__Vorliegender Text__:
^^^^^^^^^^^^^^^^

Kluge Fragen sind besser als schlechte
                                                           Antworten. Die Inszenierung von
                                                          "La Juive" bietet keine Lösungen.



Welches Bild machen wir?


“Grand Opera” - Große Oper, das ist das Musiktheater des            19. Jahrhunderts. Vorläufer sind die Revolutions- und Schreckensopern, letzte Spuren finden sich noch bei “Moses und Aron” von Schönberg. “Grand opera”, der Begriff kann leicht in die Irre führen. Der Aufwand, der betrieben wurde, war tatsächlich groß: Ballett, Chor, große Bühnenbilder und “Special effects” gehörten dazu. Aber die Musik will den Hörer keineswegs permanent überwältigen. Das Orchester ist längst nicht so riesig wie bei Wagner oder Strauss, die Höhepunkte sind eher kurz und prägnant, es gibt lange kammermusikalische Passagen. Die “Grand opera” ist nicht so einfach zu “konsumieren” wie es zunächst scheint. Sie fordert den aufmerksamen Hörer.

^^^^^^^^^^^^^^^^

Datenauflistung
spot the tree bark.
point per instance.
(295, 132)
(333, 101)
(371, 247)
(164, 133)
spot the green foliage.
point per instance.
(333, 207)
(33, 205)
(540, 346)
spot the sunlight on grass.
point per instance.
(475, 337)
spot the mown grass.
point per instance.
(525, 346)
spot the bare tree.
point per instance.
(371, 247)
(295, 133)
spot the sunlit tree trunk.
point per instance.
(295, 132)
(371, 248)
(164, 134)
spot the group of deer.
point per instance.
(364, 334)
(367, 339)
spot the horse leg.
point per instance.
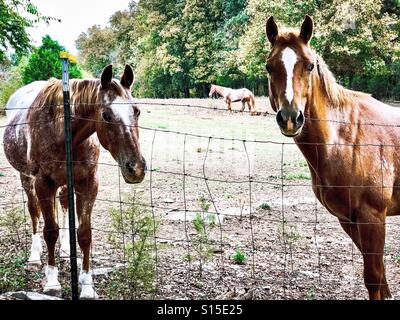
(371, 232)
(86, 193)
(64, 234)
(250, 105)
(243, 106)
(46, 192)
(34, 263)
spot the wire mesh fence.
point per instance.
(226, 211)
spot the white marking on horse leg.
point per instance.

^^^^^^^^^^^^^^^^

__Aufgabenstellung 1__:
Beantworte anhand des Textes über die Grand Opera:
(a) Welches Werk wird laut dem Text inszeniert?
(b) Welchem Jahrhundert wird die „Grand Opera“ zugeordnet?
(c) In welchem Werk finden sich noch letzte Spuren dieser Gattung, und von wem stammt es?
__Aufgabenstellung 2__:
Welche Bestandteile des großen Aufwands der „Grand Opera“ nennt der Text über diese Gattung? Zähle alle auf.

__Erwartete Lösung 1__:
(a) „La Juive“
(b) Dem 19. Jahrhundert
(c) In „Moses und Aron“ von Schönberg

__Erwartete Lösung 2__:
Ballett, Chor, große Bühnenbilder, „Special effects“